■ TEXT SECTION
■ ■ ■ ■
This discretionary power should be invoked only in extraordinary circumstances when the evidence presented weighs heavily in favor of the defendant. Id.

{¶ 9} Sufficiency of the evidence is required to take a case to the jury; therefore, a finding that a conviction is supported by the weight of the evidence necessarily includes a finding of sufficiency. State v. Roberts (Sept. 17, 1997), 9th Dist. No. 96CA006462, at *2. "Thus, a determination that [a] conviction is supported by the weight of the evidence will also be dispositive of the issue of sufficiency." Id.

{¶ 10} In the instant case, Appellant was convicted of aggravated robbery, in violation of R.C. 2911.01(A)(1), and tampering with evidence, in violation of R.C. 2921.12(A)(1). R.C. 2911.01(A)(1) sets forth the following:

"No person, in attempting or committing a theft offense, as defined in section 2913.01 of the Revised Code, or in fleeing immediately after the attempt or offense, shall * * * [h]ave a deadly weapon on or about the offender's person or under the offender's control and either display the weapon, brandish it, indicate that the offender possesses it, or use it[.]" See, also, R.C. 2913.01(K); R.C. 2923.11(A).
■ ■ ■ ■
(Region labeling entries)
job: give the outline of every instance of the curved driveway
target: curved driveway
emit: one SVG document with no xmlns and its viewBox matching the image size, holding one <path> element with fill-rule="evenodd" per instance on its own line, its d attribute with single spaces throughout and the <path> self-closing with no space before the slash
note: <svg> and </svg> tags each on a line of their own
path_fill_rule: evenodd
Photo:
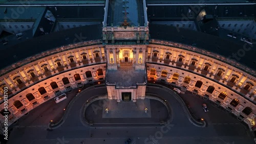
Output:
<svg viewBox="0 0 256 144">
<path fill-rule="evenodd" d="M 221 126 L 209 125 L 206 128 L 195 126 L 188 120 L 181 105 L 168 90 L 164 87 L 147 87 L 146 90 L 147 92 L 154 93 L 164 98 L 172 108 L 173 121 L 168 129 L 165 128 L 164 132 L 161 127 L 84 127 L 79 118 L 83 104 L 93 95 L 106 93 L 105 87 L 96 89 L 92 87 L 80 93 L 81 97 L 74 102 L 67 119 L 61 127 L 51 132 L 46 131 L 45 128 L 15 128 L 10 137 L 11 140 L 8 143 L 75 144 L 80 143 L 81 141 L 86 143 L 123 143 L 128 137 L 135 140 L 133 143 L 142 144 L 254 143 L 241 124 L 237 125 L 235 127 L 230 125 Z M 223 114 L 225 112 L 218 111 L 214 107 L 210 107 L 210 111 L 217 111 L 222 116 L 220 119 L 230 116 L 226 113 Z M 92 138 L 90 137 L 91 134 L 93 134 Z"/>
</svg>

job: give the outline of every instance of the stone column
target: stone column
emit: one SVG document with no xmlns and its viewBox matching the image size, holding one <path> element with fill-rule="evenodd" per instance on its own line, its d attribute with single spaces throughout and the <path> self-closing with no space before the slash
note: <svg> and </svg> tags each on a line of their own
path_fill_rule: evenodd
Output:
<svg viewBox="0 0 256 144">
<path fill-rule="evenodd" d="M 188 55 L 188 54 L 187 54 L 187 55 Z M 192 57 L 192 56 L 191 55 L 189 55 L 189 56 L 190 56 L 190 57 L 189 57 L 189 58 L 188 59 L 188 61 L 187 62 L 187 65 L 190 65 L 191 61 L 192 60 L 192 59 L 191 58 Z"/>
<path fill-rule="evenodd" d="M 143 48 L 142 49 L 142 63 L 143 64 L 144 64 L 145 61 L 145 50 L 144 48 Z"/>
<path fill-rule="evenodd" d="M 139 63 L 139 50 L 140 48 L 136 48 L 136 64 Z"/>
<path fill-rule="evenodd" d="M 100 57 L 100 62 L 102 62 L 103 59 L 102 59 L 102 53 L 101 47 L 99 49 L 99 56 Z"/>
<path fill-rule="evenodd" d="M 151 47 L 151 52 L 150 52 L 150 61 L 152 62 L 152 56 L 153 55 L 153 47 Z"/>
<path fill-rule="evenodd" d="M 49 63 L 48 60 L 46 60 L 46 63 L 47 63 L 47 65 L 48 65 L 48 67 L 49 67 L 50 71 L 52 71 L 52 67 L 51 66 L 51 65 L 50 65 L 50 63 Z M 53 65 L 55 65 L 55 64 L 53 64 Z"/>
<path fill-rule="evenodd" d="M 236 82 L 236 86 L 238 86 L 238 84 L 239 84 L 239 83 L 241 82 L 241 81 L 242 80 L 242 79 L 243 79 L 243 78 L 244 77 L 244 76 L 243 75 L 242 76 L 242 77 L 241 77 L 241 78 L 238 80 L 238 81 Z M 248 79 L 248 78 L 247 78 Z M 245 82 L 246 81 L 246 80 L 245 80 Z M 244 82 L 244 83 L 245 83 L 245 82 Z M 243 87 L 241 87 L 241 88 L 242 88 Z"/>
<path fill-rule="evenodd" d="M 7 79 L 10 81 L 11 82 L 11 83 L 12 83 L 12 85 L 13 85 L 13 88 L 15 88 L 16 87 L 16 84 L 14 83 L 14 82 L 13 82 L 13 81 L 12 81 L 12 79 L 11 79 L 11 78 L 10 78 L 10 77 L 8 77 Z M 7 82 L 6 81 L 6 80 L 5 79 L 5 83 L 6 84 L 7 84 L 8 85 L 9 85 L 9 83 L 7 83 Z"/>
<path fill-rule="evenodd" d="M 89 64 L 91 64 L 92 63 L 92 62 L 91 61 L 91 59 L 90 59 L 89 50 L 87 50 L 86 56 L 87 57 L 87 60 L 88 60 L 88 62 L 89 63 Z"/>
<path fill-rule="evenodd" d="M 41 67 L 38 65 L 38 63 L 36 64 L 36 66 L 37 66 L 37 67 L 38 67 L 39 70 L 41 73 L 41 75 L 44 74 L 44 72 L 42 70 L 42 69 L 41 68 Z"/>
<path fill-rule="evenodd" d="M 201 61 L 201 59 L 202 59 L 201 58 L 199 58 L 199 60 L 198 60 L 198 63 L 197 64 L 197 65 L 196 66 L 196 68 L 197 68 L 198 67 L 198 65 L 199 65 L 199 64 L 200 63 L 200 61 Z"/>
<path fill-rule="evenodd" d="M 39 76 L 38 72 L 37 72 L 37 70 L 36 70 L 36 69 L 35 69 L 35 67 L 34 64 L 33 64 L 32 68 L 33 69 L 34 69 L 34 71 L 35 71 L 35 75 L 38 77 Z"/>
<path fill-rule="evenodd" d="M 69 61 L 69 59 L 68 59 L 68 56 L 67 56 L 67 54 L 65 54 L 65 55 L 64 55 L 64 57 L 65 58 L 66 62 L 67 63 L 67 65 L 68 65 L 68 66 L 70 66 L 70 63 Z"/>
<path fill-rule="evenodd" d="M 253 92 L 253 91 L 254 91 L 255 89 L 256 89 L 256 85 L 253 86 L 253 87 L 251 90 L 250 90 L 249 93 L 251 94 Z"/>
<path fill-rule="evenodd" d="M 18 75 L 19 76 L 19 77 L 20 77 L 20 78 L 22 78 L 22 80 L 23 80 L 23 82 L 24 83 L 27 83 L 27 81 L 25 81 L 25 79 L 24 79 L 24 78 L 23 78 L 23 77 L 22 76 L 22 74 L 20 74 L 20 71 L 18 71 Z"/>
<path fill-rule="evenodd" d="M 80 51 L 77 52 L 77 54 L 78 55 L 78 58 L 79 59 L 79 63 L 80 63 L 82 60 L 81 58 L 81 54 L 80 54 Z"/>
<path fill-rule="evenodd" d="M 28 80 L 30 78 L 30 77 L 29 76 L 29 75 L 28 75 L 28 73 L 27 73 L 24 69 L 23 69 L 23 73 L 24 73 L 24 74 L 25 75 L 26 77 L 27 77 L 27 78 L 28 79 Z"/>
<path fill-rule="evenodd" d="M 56 67 L 55 63 L 54 63 L 54 62 L 53 62 L 53 60 L 51 59 L 51 61 L 52 62 L 52 65 L 53 66 L 53 67 L 54 67 L 54 69 L 55 70 L 57 70 L 57 67 Z M 48 61 L 47 61 L 47 62 L 48 62 Z M 51 65 L 50 65 L 50 66 L 51 67 Z"/>
<path fill-rule="evenodd" d="M 114 64 L 116 64 L 116 48 L 113 49 L 113 55 L 114 57 Z"/>
<path fill-rule="evenodd" d="M 200 67 L 200 70 L 202 70 L 203 69 L 203 67 L 204 66 L 205 63 L 205 59 L 204 59 L 204 61 L 203 61 L 203 63 L 202 64 L 201 67 Z"/>
<path fill-rule="evenodd" d="M 233 71 L 232 71 L 232 72 L 231 72 L 230 75 L 229 75 L 229 76 L 227 78 L 227 81 L 228 81 L 230 79 L 230 77 L 231 77 L 231 76 L 232 76 L 232 74 L 233 74 Z"/>
</svg>

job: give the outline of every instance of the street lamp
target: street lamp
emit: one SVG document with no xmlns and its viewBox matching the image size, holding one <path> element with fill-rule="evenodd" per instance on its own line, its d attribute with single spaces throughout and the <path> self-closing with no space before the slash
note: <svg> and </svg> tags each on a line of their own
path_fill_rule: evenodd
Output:
<svg viewBox="0 0 256 144">
<path fill-rule="evenodd" d="M 146 113 L 146 111 L 147 110 L 147 108 L 146 107 L 145 108 L 145 113 Z"/>
</svg>

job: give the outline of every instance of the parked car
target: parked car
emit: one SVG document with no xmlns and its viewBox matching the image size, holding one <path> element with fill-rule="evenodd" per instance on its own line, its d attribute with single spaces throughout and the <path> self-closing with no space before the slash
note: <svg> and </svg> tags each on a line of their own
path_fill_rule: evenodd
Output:
<svg viewBox="0 0 256 144">
<path fill-rule="evenodd" d="M 125 144 L 129 144 L 132 142 L 132 139 L 131 138 L 128 138 L 127 140 L 125 141 Z"/>
<path fill-rule="evenodd" d="M 207 106 L 206 104 L 203 104 L 203 108 L 205 112 L 207 112 L 208 111 Z"/>
<path fill-rule="evenodd" d="M 180 91 L 180 90 L 179 88 L 174 88 L 174 90 L 175 90 L 175 91 L 177 92 L 177 93 L 180 93 L 180 91 Z"/>
</svg>

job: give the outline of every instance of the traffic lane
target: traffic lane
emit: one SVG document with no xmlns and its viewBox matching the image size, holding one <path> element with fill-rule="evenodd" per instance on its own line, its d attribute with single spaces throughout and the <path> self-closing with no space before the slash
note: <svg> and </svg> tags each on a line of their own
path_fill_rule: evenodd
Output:
<svg viewBox="0 0 256 144">
<path fill-rule="evenodd" d="M 190 93 L 181 94 L 181 97 L 187 102 L 190 108 L 199 118 L 205 119 L 208 124 L 240 124 L 240 122 L 226 111 L 222 110 L 210 102 L 210 100 L 193 95 Z M 202 104 L 206 104 L 208 111 L 205 112 Z"/>
</svg>

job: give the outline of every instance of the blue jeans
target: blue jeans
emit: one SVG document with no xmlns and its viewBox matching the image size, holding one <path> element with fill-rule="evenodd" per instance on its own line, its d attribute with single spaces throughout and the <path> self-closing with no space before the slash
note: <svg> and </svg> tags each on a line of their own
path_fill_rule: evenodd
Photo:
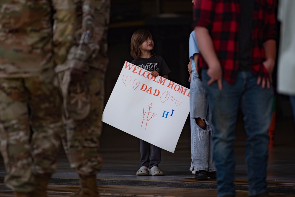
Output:
<svg viewBox="0 0 295 197">
<path fill-rule="evenodd" d="M 206 70 L 202 76 L 209 108 L 212 113 L 214 144 L 213 158 L 217 171 L 218 196 L 235 195 L 235 154 L 237 115 L 239 107 L 244 115 L 247 136 L 246 162 L 249 195 L 267 191 L 266 181 L 268 158 L 268 127 L 271 121 L 273 93 L 257 84 L 257 77 L 250 72 L 238 72 L 234 84 L 222 80 L 223 89 L 217 83 L 207 85 L 209 78 Z"/>
<path fill-rule="evenodd" d="M 198 72 L 192 71 L 190 88 L 190 149 L 192 163 L 190 170 L 216 171 L 213 160 L 212 129 L 210 126 L 209 110 L 203 83 Z M 197 124 L 195 118 L 205 121 L 203 129 Z"/>
</svg>

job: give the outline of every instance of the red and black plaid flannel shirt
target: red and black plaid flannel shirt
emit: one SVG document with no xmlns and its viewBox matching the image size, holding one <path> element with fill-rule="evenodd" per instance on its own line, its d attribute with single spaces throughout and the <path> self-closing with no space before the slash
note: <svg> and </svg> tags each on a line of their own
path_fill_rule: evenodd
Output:
<svg viewBox="0 0 295 197">
<path fill-rule="evenodd" d="M 194 9 L 193 25 L 204 27 L 208 30 L 223 68 L 223 77 L 231 83 L 235 82 L 239 66 L 237 59 L 239 51 L 237 33 L 240 18 L 239 2 L 239 0 L 197 0 Z M 251 52 L 251 71 L 255 74 L 270 76 L 262 64 L 265 60 L 263 43 L 268 40 L 276 39 L 276 23 L 273 0 L 255 0 Z M 208 68 L 200 52 L 199 69 Z"/>
</svg>

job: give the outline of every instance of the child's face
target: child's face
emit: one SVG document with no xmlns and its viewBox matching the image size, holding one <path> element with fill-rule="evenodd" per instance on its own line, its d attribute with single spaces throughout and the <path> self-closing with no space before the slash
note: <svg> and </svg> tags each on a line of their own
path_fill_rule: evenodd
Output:
<svg viewBox="0 0 295 197">
<path fill-rule="evenodd" d="M 153 38 L 149 38 L 141 43 L 139 46 L 141 51 L 150 51 L 154 48 L 154 41 Z"/>
</svg>

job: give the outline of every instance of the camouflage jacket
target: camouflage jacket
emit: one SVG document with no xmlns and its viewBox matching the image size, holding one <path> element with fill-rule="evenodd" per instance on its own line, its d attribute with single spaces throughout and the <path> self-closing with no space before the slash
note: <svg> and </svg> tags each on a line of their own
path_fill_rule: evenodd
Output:
<svg viewBox="0 0 295 197">
<path fill-rule="evenodd" d="M 36 75 L 63 63 L 76 19 L 74 0 L 1 0 L 0 77 Z"/>
<path fill-rule="evenodd" d="M 87 72 L 90 67 L 100 69 L 98 54 L 100 45 L 109 23 L 110 0 L 74 0 L 77 14 L 75 28 L 75 45 L 68 54 L 67 61 L 58 66 L 58 73 L 74 68 Z"/>
</svg>

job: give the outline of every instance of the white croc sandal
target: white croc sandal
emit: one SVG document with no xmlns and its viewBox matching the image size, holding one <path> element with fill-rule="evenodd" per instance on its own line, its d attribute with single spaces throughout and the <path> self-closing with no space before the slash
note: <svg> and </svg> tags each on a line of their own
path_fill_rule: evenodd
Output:
<svg viewBox="0 0 295 197">
<path fill-rule="evenodd" d="M 148 168 L 145 166 L 141 166 L 136 173 L 137 176 L 147 176 Z"/>
<path fill-rule="evenodd" d="M 153 166 L 149 169 L 149 175 L 151 176 L 163 176 L 164 175 L 163 172 L 158 168 L 157 166 Z"/>
</svg>

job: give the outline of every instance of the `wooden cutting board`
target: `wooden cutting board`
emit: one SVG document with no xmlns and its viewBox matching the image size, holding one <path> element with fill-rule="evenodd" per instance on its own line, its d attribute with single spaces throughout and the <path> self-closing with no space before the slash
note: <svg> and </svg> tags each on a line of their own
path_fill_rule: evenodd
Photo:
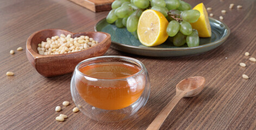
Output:
<svg viewBox="0 0 256 130">
<path fill-rule="evenodd" d="M 111 10 L 111 4 L 115 0 L 70 0 L 93 11 L 100 12 Z"/>
</svg>

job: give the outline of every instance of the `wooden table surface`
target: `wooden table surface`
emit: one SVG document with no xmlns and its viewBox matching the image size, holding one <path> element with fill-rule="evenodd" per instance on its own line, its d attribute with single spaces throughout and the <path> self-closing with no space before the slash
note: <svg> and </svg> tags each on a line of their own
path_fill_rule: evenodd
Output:
<svg viewBox="0 0 256 130">
<path fill-rule="evenodd" d="M 230 29 L 227 40 L 203 54 L 179 57 L 151 57 L 109 49 L 105 55 L 123 55 L 142 61 L 148 69 L 151 95 L 146 106 L 133 117 L 116 123 L 99 123 L 81 112 L 72 112 L 74 105 L 70 90 L 71 74 L 45 77 L 29 63 L 24 49 L 27 38 L 44 29 L 73 32 L 93 31 L 95 24 L 108 11 L 92 12 L 67 0 L 0 1 L 0 129 L 145 129 L 175 94 L 179 81 L 192 76 L 206 79 L 205 87 L 193 98 L 182 99 L 161 129 L 256 129 L 256 6 L 255 0 L 198 1 L 211 7 L 215 18 L 220 15 Z M 229 4 L 235 4 L 230 10 Z M 242 5 L 238 10 L 236 6 Z M 226 10 L 222 15 L 221 11 Z M 10 55 L 11 49 L 15 50 Z M 245 56 L 245 52 L 250 53 Z M 246 67 L 239 66 L 240 62 Z M 7 76 L 8 71 L 15 73 Z M 243 79 L 245 74 L 249 79 Z M 61 113 L 68 118 L 55 120 L 57 106 L 71 105 Z"/>
</svg>

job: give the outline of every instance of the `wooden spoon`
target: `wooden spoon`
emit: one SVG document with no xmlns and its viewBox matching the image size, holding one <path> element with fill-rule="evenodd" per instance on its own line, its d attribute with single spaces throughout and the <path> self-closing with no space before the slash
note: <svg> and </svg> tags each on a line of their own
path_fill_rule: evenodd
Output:
<svg viewBox="0 0 256 130">
<path fill-rule="evenodd" d="M 176 95 L 149 125 L 147 130 L 159 129 L 179 101 L 183 97 L 192 97 L 198 94 L 203 89 L 204 77 L 191 77 L 180 81 L 176 86 Z"/>
</svg>

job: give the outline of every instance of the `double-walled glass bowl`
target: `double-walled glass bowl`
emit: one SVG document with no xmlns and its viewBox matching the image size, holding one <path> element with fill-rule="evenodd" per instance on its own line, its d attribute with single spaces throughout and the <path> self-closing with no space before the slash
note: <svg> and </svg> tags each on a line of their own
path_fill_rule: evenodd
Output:
<svg viewBox="0 0 256 130">
<path fill-rule="evenodd" d="M 97 78 L 81 72 L 86 66 L 104 63 L 110 63 L 110 67 L 111 63 L 126 64 L 138 68 L 138 71 L 113 79 Z M 109 68 L 108 71 L 113 71 Z M 125 56 L 105 56 L 89 58 L 77 65 L 71 91 L 73 101 L 85 115 L 98 121 L 111 122 L 130 117 L 145 105 L 150 82 L 147 69 L 140 61 Z"/>
</svg>

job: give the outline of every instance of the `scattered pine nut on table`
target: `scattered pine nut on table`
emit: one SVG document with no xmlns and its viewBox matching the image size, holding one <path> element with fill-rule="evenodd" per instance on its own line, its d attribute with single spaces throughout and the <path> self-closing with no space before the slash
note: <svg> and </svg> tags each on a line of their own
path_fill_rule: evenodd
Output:
<svg viewBox="0 0 256 130">
<path fill-rule="evenodd" d="M 61 108 L 60 106 L 57 106 L 55 108 L 55 111 L 56 112 L 59 112 L 60 110 L 61 110 Z"/>
<path fill-rule="evenodd" d="M 8 72 L 6 73 L 6 75 L 7 75 L 7 76 L 14 76 L 14 73 L 10 72 Z"/>
<path fill-rule="evenodd" d="M 241 66 L 241 67 L 246 67 L 246 64 L 244 63 L 240 63 L 239 65 L 240 65 L 240 66 Z"/>
<path fill-rule="evenodd" d="M 235 5 L 235 4 L 233 4 L 233 3 L 232 3 L 232 4 L 230 4 L 229 5 L 229 9 L 233 9 L 233 7 L 234 7 L 234 5 Z"/>
<path fill-rule="evenodd" d="M 250 55 L 250 54 L 248 52 L 246 52 L 246 53 L 245 53 L 245 56 L 249 56 L 249 55 Z"/>
<path fill-rule="evenodd" d="M 65 106 L 67 106 L 70 104 L 70 102 L 68 101 L 64 101 L 63 103 L 62 103 L 62 105 Z"/>
<path fill-rule="evenodd" d="M 220 16 L 220 20 L 223 20 L 223 19 L 224 19 L 224 18 L 222 16 Z"/>
<path fill-rule="evenodd" d="M 256 62 L 256 59 L 254 57 L 251 57 L 249 58 L 249 60 L 254 62 Z"/>
<path fill-rule="evenodd" d="M 57 116 L 57 117 L 56 117 L 55 119 L 56 119 L 57 121 L 64 121 L 64 118 L 62 116 Z"/>
<path fill-rule="evenodd" d="M 242 5 L 238 5 L 236 6 L 236 8 L 237 8 L 238 9 L 241 9 L 241 8 L 242 8 Z"/>
<path fill-rule="evenodd" d="M 63 116 L 64 118 L 67 118 L 67 115 L 64 115 L 64 114 L 60 114 L 59 116 Z"/>
<path fill-rule="evenodd" d="M 73 108 L 73 112 L 76 113 L 78 111 L 79 111 L 79 109 L 78 109 L 78 108 L 74 107 L 74 108 Z"/>
<path fill-rule="evenodd" d="M 248 77 L 247 75 L 245 75 L 245 74 L 243 74 L 243 75 L 242 75 L 242 78 L 243 78 L 243 79 L 249 79 L 249 77 Z"/>
<path fill-rule="evenodd" d="M 226 10 L 221 10 L 221 13 L 225 14 L 227 12 L 227 11 Z"/>
<path fill-rule="evenodd" d="M 14 50 L 10 50 L 10 54 L 14 54 Z"/>
<path fill-rule="evenodd" d="M 22 50 L 23 49 L 22 47 L 18 47 L 18 48 L 17 48 L 17 51 Z"/>
</svg>

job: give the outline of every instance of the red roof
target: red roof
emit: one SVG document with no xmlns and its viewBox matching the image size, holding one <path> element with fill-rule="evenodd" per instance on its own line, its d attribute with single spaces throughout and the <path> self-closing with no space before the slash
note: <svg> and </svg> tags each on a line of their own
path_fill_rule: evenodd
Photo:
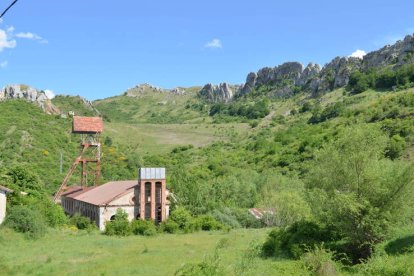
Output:
<svg viewBox="0 0 414 276">
<path fill-rule="evenodd" d="M 138 186 L 138 180 L 112 181 L 96 187 L 82 188 L 72 186 L 62 196 L 90 203 L 96 206 L 105 206 L 118 197 L 133 191 Z"/>
<path fill-rule="evenodd" d="M 103 121 L 101 117 L 73 116 L 73 133 L 101 133 Z"/>
</svg>

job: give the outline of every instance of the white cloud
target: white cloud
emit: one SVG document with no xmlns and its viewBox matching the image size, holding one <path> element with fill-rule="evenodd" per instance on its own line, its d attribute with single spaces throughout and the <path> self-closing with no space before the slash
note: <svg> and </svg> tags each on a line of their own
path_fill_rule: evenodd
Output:
<svg viewBox="0 0 414 276">
<path fill-rule="evenodd" d="M 367 53 L 364 50 L 356 50 L 349 57 L 356 57 L 362 59 Z"/>
<path fill-rule="evenodd" d="M 223 45 L 221 44 L 220 39 L 215 38 L 212 41 L 207 42 L 206 45 L 204 45 L 204 47 L 217 49 L 217 48 L 223 48 Z"/>
<path fill-rule="evenodd" d="M 34 33 L 31 33 L 31 32 L 17 33 L 15 36 L 18 37 L 18 38 L 26 38 L 26 39 L 32 39 L 32 40 L 42 40 L 41 36 L 39 36 L 37 34 L 34 34 Z"/>
<path fill-rule="evenodd" d="M 55 97 L 55 92 L 50 89 L 43 90 L 45 91 L 45 95 L 48 99 L 53 99 Z"/>
<path fill-rule="evenodd" d="M 5 48 L 16 47 L 16 40 L 12 39 L 9 34 L 9 32 L 0 29 L 0 52 Z"/>
</svg>

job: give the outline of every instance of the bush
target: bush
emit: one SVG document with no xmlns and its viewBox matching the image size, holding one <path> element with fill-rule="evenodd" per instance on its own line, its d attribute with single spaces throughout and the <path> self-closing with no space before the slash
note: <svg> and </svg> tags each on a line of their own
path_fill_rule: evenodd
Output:
<svg viewBox="0 0 414 276">
<path fill-rule="evenodd" d="M 89 218 L 83 217 L 78 213 L 70 218 L 70 224 L 76 226 L 79 230 L 90 230 L 95 228 L 95 225 L 92 224 Z"/>
<path fill-rule="evenodd" d="M 30 238 L 39 238 L 46 234 L 47 227 L 42 215 L 27 206 L 13 206 L 8 211 L 4 225 Z"/>
<path fill-rule="evenodd" d="M 323 247 L 315 246 L 301 258 L 304 268 L 316 275 L 337 275 L 337 264 L 333 261 L 333 253 Z"/>
<path fill-rule="evenodd" d="M 247 211 L 246 211 L 247 212 Z M 232 211 L 228 208 L 224 208 L 223 210 L 214 210 L 212 216 L 218 220 L 220 223 L 235 228 L 241 228 L 241 224 L 237 220 L 237 217 L 232 213 Z"/>
<path fill-rule="evenodd" d="M 128 221 L 128 214 L 122 209 L 116 211 L 115 219 L 105 223 L 105 234 L 108 236 L 129 236 L 131 226 Z"/>
<path fill-rule="evenodd" d="M 178 224 L 178 228 L 185 233 L 194 232 L 196 224 L 191 213 L 184 207 L 177 207 L 170 216 L 170 220 Z"/>
<path fill-rule="evenodd" d="M 178 225 L 178 223 L 170 219 L 162 222 L 160 225 L 160 231 L 170 233 L 170 234 L 177 233 L 179 229 L 180 229 L 180 226 Z"/>
<path fill-rule="evenodd" d="M 154 236 L 157 234 L 157 227 L 152 220 L 133 220 L 131 231 L 135 235 Z"/>
<path fill-rule="evenodd" d="M 42 214 L 50 227 L 62 226 L 68 222 L 68 217 L 65 215 L 63 208 L 48 198 L 38 200 L 32 206 L 33 209 L 38 210 Z"/>
<path fill-rule="evenodd" d="M 402 155 L 406 147 L 404 138 L 396 134 L 388 141 L 387 148 L 385 149 L 385 155 L 390 159 L 397 159 Z"/>
</svg>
■ ■ ■ ■
■ JOBS
1. According to the court opinion excerpt, of which two offenses was Appellant convicted?
2. Rewrite the entries from the line containing "job: give the outline of every instance of the stone" down through the line containing "151 47 L 151", with the job lines included. Add 148 to every number in the outputs, both viewBox values and path coordinates.

■ RESPONSES TO THE TASKS
1. Aggravated robbery and tampering with evidence.

2.
job: give the outline of every instance of the stone column
target: stone column
emit: one SVG document with no xmlns and its viewBox matching the image size, holding one <path> element with fill-rule="evenodd" per instance on its own line, its d attribute with single spaces throughout and the <path> self-closing with no space before the slash
note: <svg> and </svg> tags each on a line of their own
path_fill_rule: evenodd
Output:
<svg viewBox="148 148 404 292">
<path fill-rule="evenodd" d="M 336 203 L 336 202 L 335 202 L 335 203 Z M 340 205 L 340 204 L 339 203 L 337 203 L 337 204 L 338 204 L 338 205 L 337 205 L 337 206 L 336 207 L 336 209 L 335 210 L 335 213 L 338 213 L 339 209 L 340 208 L 340 207 L 339 206 Z"/>
<path fill-rule="evenodd" d="M 291 196 L 290 197 L 290 211 L 291 212 L 292 212 L 293 209 L 293 198 L 292 196 Z"/>
<path fill-rule="evenodd" d="M 287 211 L 287 198 L 288 196 L 284 196 L 284 212 Z"/>
<path fill-rule="evenodd" d="M 248 205 L 248 210 L 250 210 L 251 207 L 250 207 L 250 201 L 249 195 L 247 197 L 247 204 Z"/>
<path fill-rule="evenodd" d="M 299 195 L 299 200 L 298 200 L 298 209 L 300 210 L 300 204 L 301 203 L 301 195 Z"/>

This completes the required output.